### AUSGANGSDOKUMENT ###

Stahlgipfel im Kanzleramt: Hoffnungsträger oder letztes Aufgebot?
Die deutsche Stahlindustrie steht unter Druck – der „Stahlgipfel“ im Kanzleramt soll Lösungen bringen. Doch kann ein Treffen von weniger als zwei Stunden eine jahrzehntelange Krise aufhalten?
Stahlgipfel im Kanzleramt – Es ist Mittag in Berlin, als sich im Kanzleramt eine Runde versammelt, deren Zusammensetzung signalisiert: Es geht um viel. Vertreter der Bundesregierung, Ministerpräsidenten stahlstarker Bundesländer, Spitzenvertreter von Industrieverbänden, Gewerkschafter und Konzernchefs treffen sich auf Einladung von Bundeskanzler Friedrich Merz (CDU) zum sogenannten Stahlgipfel. Die Agenda ist klar: Es soll darum gehen, wie die deutsche Stahlindustrie überleben kann – wirtschaftlich, politisch und ökologisch.
Eine Branche im Umbruch – und unter Druck
Seit Jahrzehnten kämpft die Stahlindustrie mit sich wandelnden globalen Rahmenbedingungen. Einst Rückgrat der deutschen Industrie, droht dem Sektor heute das Abgleiten in die Bedeutungslosigkeit – sofern nicht rechtzeitig gegengesteuert wird. Rund 80.000 Menschen arbeiten laut Angaben der Wirtschaftsvereinigung Stahl noch in der Branche – viele davon in Nordrhein-Westfalen, dem Saarland oder Bremen. Es geht also nicht nur um eine Branche, sondern auch um ganze Regionen.
Die Probleme sind vielschichtig: Hohe Energiekosten belasten die Wettbewerbsfähigkeit deutscher Produzenten im internationalen Vergleich. Gleichzeitig drücken billige Importe – insbesondere aus China – auf die Preise. Dazu kommen strukturelle Nachfrageschwächen, vor allem durch die konjunkturelle Abkühlung in der Automobilindustrie. Und schließlich lastet auf der Branche auch der politisch gewollte Umbau zu einer klimafreundlichen Produktion – Stichwort „grüner Stahl“.
Industriestrompreis als Rettungsanker?
Ein zentraler Punkt der aktuellen Diskussion ist der sogenannte Industriestrompreis. Die energieintensive Stahlbranche hofft auf staatlich verbilligte Strompreise, um wettbewerbsfähig zu bleiben. Die CDU-Wirtschaftsministerin Katherina Reiche hatte dazu bereits angekündigt, dass die Gespräche mit der EU-Kommission kurz vor dem Abschluss stünden. Ein subventionierter Strompreis ab 2026 gilt nun als realistisch. Doch die Details bleiben unklar – und der Zeitdruck wächst.
Ein Industriestrompreis könnte ein entscheidender Hebel sein, um Produktionsverlagerungen ins Ausland zu verhindern. Kritiker hingegen warnen vor Marktverzerrungen und langfristigen Subventionsabhängigkeiten. Zudem ist offen, wie der Staat die Entlastungen finanzieren will – und ob die EU-Kommission diesen Schritt im Sinne des Beihilferechts zulässt.

### DATENSÄTZE ###

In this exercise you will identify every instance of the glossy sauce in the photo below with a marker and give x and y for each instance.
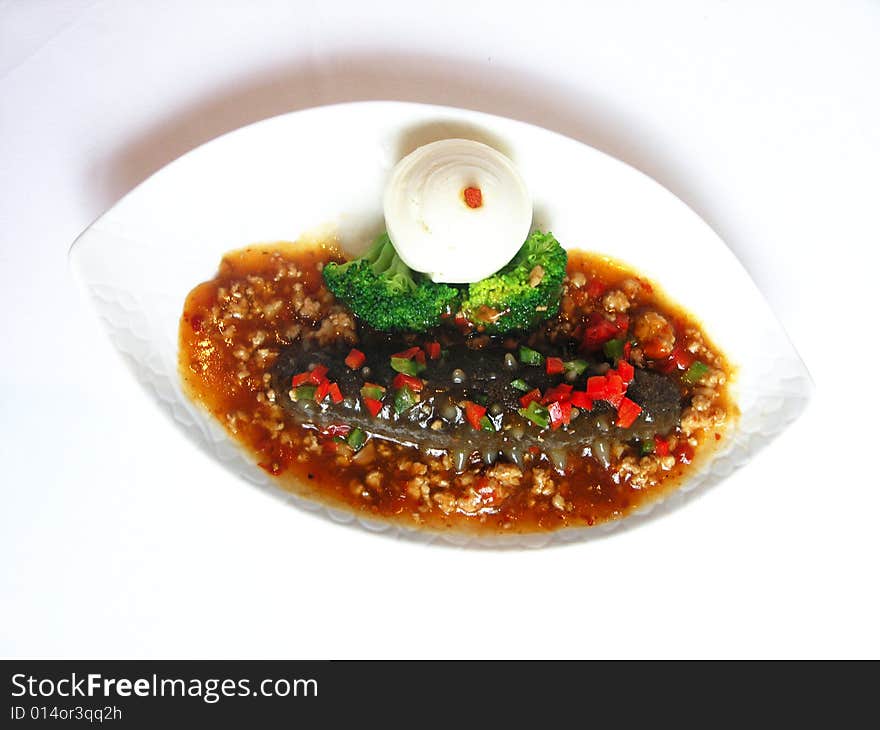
(263, 298)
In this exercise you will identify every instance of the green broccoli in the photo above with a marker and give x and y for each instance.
(386, 294)
(523, 293)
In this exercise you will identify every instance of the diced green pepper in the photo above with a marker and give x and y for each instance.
(406, 366)
(356, 439)
(695, 372)
(528, 356)
(404, 399)
(614, 349)
(578, 367)
(304, 392)
(536, 413)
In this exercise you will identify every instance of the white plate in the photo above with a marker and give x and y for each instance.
(292, 174)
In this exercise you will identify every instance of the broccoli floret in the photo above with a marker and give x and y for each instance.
(523, 293)
(386, 294)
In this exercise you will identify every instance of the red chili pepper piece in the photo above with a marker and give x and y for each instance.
(322, 391)
(554, 410)
(473, 197)
(474, 413)
(599, 330)
(408, 354)
(684, 453)
(597, 387)
(615, 389)
(355, 359)
(409, 381)
(627, 412)
(560, 413)
(373, 406)
(555, 366)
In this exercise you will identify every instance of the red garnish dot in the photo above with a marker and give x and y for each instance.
(473, 197)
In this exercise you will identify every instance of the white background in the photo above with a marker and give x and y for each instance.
(121, 540)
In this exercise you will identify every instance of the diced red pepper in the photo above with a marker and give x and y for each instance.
(300, 379)
(322, 391)
(318, 375)
(627, 412)
(599, 330)
(561, 392)
(408, 354)
(555, 366)
(373, 406)
(474, 413)
(355, 359)
(596, 288)
(560, 413)
(661, 446)
(680, 359)
(408, 381)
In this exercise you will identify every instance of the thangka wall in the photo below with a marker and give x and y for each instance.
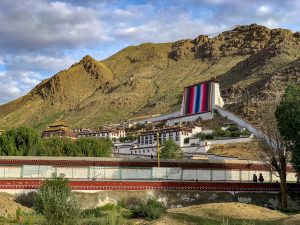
(198, 98)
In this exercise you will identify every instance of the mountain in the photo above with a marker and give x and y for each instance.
(252, 63)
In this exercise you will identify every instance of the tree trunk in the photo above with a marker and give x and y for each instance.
(283, 189)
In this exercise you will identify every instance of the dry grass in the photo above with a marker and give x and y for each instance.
(145, 80)
(231, 210)
(246, 150)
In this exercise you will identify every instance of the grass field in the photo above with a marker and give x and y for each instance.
(206, 214)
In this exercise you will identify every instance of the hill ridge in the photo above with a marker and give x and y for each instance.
(149, 78)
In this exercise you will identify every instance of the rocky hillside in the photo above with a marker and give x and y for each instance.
(253, 64)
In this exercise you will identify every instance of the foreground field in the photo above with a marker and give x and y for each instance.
(227, 214)
(206, 214)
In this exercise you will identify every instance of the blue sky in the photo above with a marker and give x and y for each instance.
(38, 38)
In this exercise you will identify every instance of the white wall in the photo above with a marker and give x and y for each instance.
(229, 141)
(240, 122)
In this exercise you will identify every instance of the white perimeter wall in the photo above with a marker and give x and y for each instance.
(130, 173)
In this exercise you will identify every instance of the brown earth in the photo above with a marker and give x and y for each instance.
(247, 150)
(232, 210)
(253, 64)
(8, 206)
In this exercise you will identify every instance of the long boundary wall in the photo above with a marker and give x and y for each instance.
(238, 121)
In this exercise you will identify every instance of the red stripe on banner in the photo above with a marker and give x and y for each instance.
(204, 98)
(184, 102)
(191, 100)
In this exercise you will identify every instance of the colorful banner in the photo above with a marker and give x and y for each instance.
(198, 98)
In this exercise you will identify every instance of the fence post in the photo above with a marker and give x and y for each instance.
(89, 172)
(120, 173)
(181, 170)
(151, 173)
(21, 172)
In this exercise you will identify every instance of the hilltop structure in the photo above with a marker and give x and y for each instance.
(198, 102)
(252, 63)
(111, 133)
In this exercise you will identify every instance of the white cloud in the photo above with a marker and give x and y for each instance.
(264, 10)
(45, 36)
(17, 83)
(38, 62)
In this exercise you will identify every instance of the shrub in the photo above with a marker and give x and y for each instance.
(151, 210)
(245, 132)
(233, 128)
(171, 150)
(26, 199)
(186, 140)
(209, 136)
(91, 213)
(55, 201)
(113, 217)
(236, 133)
(19, 215)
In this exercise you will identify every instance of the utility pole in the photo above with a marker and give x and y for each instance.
(158, 149)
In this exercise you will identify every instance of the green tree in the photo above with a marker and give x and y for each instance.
(171, 150)
(21, 141)
(96, 147)
(288, 119)
(55, 201)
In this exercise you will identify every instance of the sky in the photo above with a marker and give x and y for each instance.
(38, 38)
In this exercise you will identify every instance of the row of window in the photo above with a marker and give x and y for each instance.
(141, 151)
(145, 141)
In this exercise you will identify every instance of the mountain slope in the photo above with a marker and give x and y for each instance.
(252, 63)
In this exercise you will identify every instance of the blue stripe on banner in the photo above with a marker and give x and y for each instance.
(198, 98)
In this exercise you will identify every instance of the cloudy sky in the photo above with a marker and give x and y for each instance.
(41, 37)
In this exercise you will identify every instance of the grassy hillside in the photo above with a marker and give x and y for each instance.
(253, 63)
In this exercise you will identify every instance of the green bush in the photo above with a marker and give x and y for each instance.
(151, 210)
(236, 133)
(233, 128)
(26, 199)
(209, 136)
(24, 141)
(171, 150)
(91, 213)
(246, 132)
(55, 201)
(186, 140)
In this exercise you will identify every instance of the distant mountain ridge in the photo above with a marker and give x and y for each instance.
(252, 63)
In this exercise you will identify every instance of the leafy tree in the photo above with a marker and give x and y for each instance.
(21, 141)
(55, 201)
(288, 120)
(97, 147)
(171, 150)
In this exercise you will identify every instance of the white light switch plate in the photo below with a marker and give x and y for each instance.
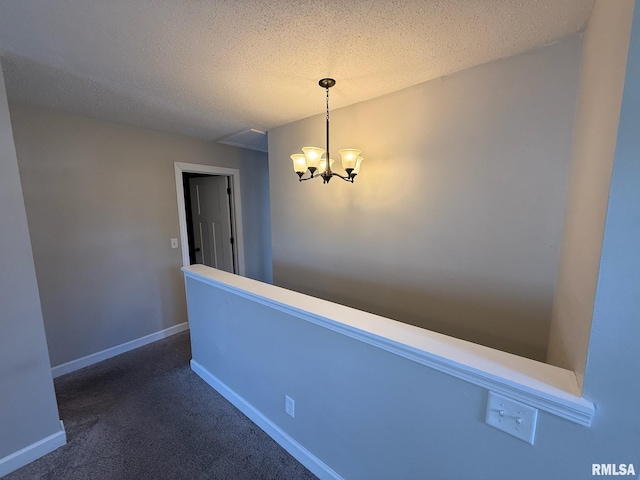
(512, 417)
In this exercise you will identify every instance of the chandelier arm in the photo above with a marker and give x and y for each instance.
(346, 179)
(309, 178)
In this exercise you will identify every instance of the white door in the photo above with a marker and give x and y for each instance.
(211, 216)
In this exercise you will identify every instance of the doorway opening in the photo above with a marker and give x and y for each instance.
(210, 216)
(210, 224)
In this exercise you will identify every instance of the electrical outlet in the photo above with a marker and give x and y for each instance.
(512, 417)
(290, 406)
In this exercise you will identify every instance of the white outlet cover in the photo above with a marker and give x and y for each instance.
(512, 417)
(290, 406)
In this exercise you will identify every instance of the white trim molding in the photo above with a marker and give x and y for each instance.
(32, 452)
(304, 456)
(540, 385)
(79, 363)
(234, 173)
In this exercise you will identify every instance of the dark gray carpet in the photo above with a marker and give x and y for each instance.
(145, 415)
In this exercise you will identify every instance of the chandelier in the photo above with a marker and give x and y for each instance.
(314, 159)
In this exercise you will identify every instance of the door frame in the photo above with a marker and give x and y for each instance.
(234, 174)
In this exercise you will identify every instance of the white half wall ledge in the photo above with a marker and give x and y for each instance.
(32, 452)
(549, 388)
(82, 362)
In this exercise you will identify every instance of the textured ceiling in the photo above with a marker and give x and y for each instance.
(215, 68)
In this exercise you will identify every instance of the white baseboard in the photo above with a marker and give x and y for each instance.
(79, 363)
(34, 451)
(304, 456)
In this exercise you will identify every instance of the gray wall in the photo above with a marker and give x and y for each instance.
(28, 409)
(369, 414)
(101, 206)
(455, 221)
(604, 60)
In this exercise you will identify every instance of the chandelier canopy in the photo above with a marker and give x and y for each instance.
(314, 159)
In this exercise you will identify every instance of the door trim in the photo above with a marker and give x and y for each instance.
(234, 173)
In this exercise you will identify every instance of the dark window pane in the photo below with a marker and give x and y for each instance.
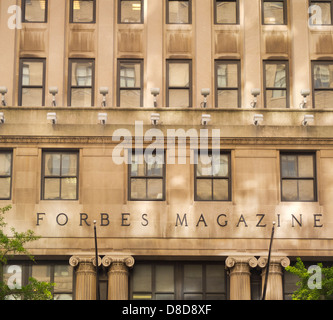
(142, 278)
(321, 13)
(130, 12)
(178, 12)
(5, 164)
(165, 278)
(204, 189)
(289, 190)
(83, 11)
(215, 279)
(226, 12)
(289, 166)
(34, 10)
(274, 12)
(192, 278)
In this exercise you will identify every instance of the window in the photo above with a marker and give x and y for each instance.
(32, 82)
(178, 281)
(130, 11)
(179, 83)
(213, 177)
(34, 11)
(5, 175)
(147, 176)
(81, 82)
(227, 84)
(274, 12)
(179, 12)
(83, 11)
(322, 83)
(130, 83)
(60, 175)
(17, 275)
(298, 177)
(226, 12)
(321, 12)
(276, 82)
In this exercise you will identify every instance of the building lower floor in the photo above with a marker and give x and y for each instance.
(122, 276)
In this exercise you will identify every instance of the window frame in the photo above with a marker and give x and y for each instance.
(178, 267)
(71, 13)
(71, 87)
(314, 89)
(45, 13)
(331, 12)
(60, 177)
(285, 13)
(141, 14)
(27, 272)
(237, 12)
(211, 177)
(314, 178)
(287, 89)
(5, 151)
(190, 86)
(189, 12)
(119, 88)
(21, 86)
(217, 88)
(146, 178)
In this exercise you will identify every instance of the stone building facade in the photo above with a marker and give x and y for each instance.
(94, 85)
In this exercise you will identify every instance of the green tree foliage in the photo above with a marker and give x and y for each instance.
(14, 244)
(323, 288)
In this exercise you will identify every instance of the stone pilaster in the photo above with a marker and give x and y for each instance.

###

AUFGABE A:
Übersetzen Sie den folgenden Satz aus dem Text zum Stahlgipfel ins Englische: „Es geht also nicht nur um eine Branche, sondern auch um ganze Regionen.“
AUFGABE B:
Beantworten Sie anhand des Textes zum Stahlgipfel kurz die folgenden Fragen.
(i) Auf wessen Einladung treffen sich die Teilnehmer zum Stahlgipfel?
(ii) Wie viele Menschen arbeiten laut der Wirtschaftsvereinigung Stahl noch in der Branche?
(iii) Ab welchem Jahr gilt ein subventionierter Strompreis als realistisch?
AUFGABE C:
Zitieren Sie aus dem Text zum Stahlgipfel wörtlich die Stelle von „Eine Branche im“ bis „um ganze Regionen.“.

ERWARTETE ANTWORT A:
So it is not only about one industry, but also about entire regions.

ERWARTETE ANTWORT B:
(i) Auf Einladung von Bundeskanzler Friedrich Merz (CDU).
(ii) Rund 80.000 Menschen.
(iii) Ab 2026.

ERWARTETE ANTWORT C:
Eine Branche im Umbruch – und unter Druck
Seit Jahrzehnten kämpft die Stahlindustrie mit sich wandelnden globalen Rahmenbedingungen. Einst Rückgrat der deutschen Industrie, droht dem Sektor heute das Abgleiten in die Bedeutungslosigkeit – sofern nicht rechtzeitig gegengesteuert wird. Rund 80.000 Menschen arbeiten laut Angaben der Wirtschaftsvereinigung Stahl noch in der Branche – viele davon in Nordrhein-Westfalen, dem Saarland oder Bremen. Es geht also nicht nur um eine Branche, sondern auch um ganze Regionen.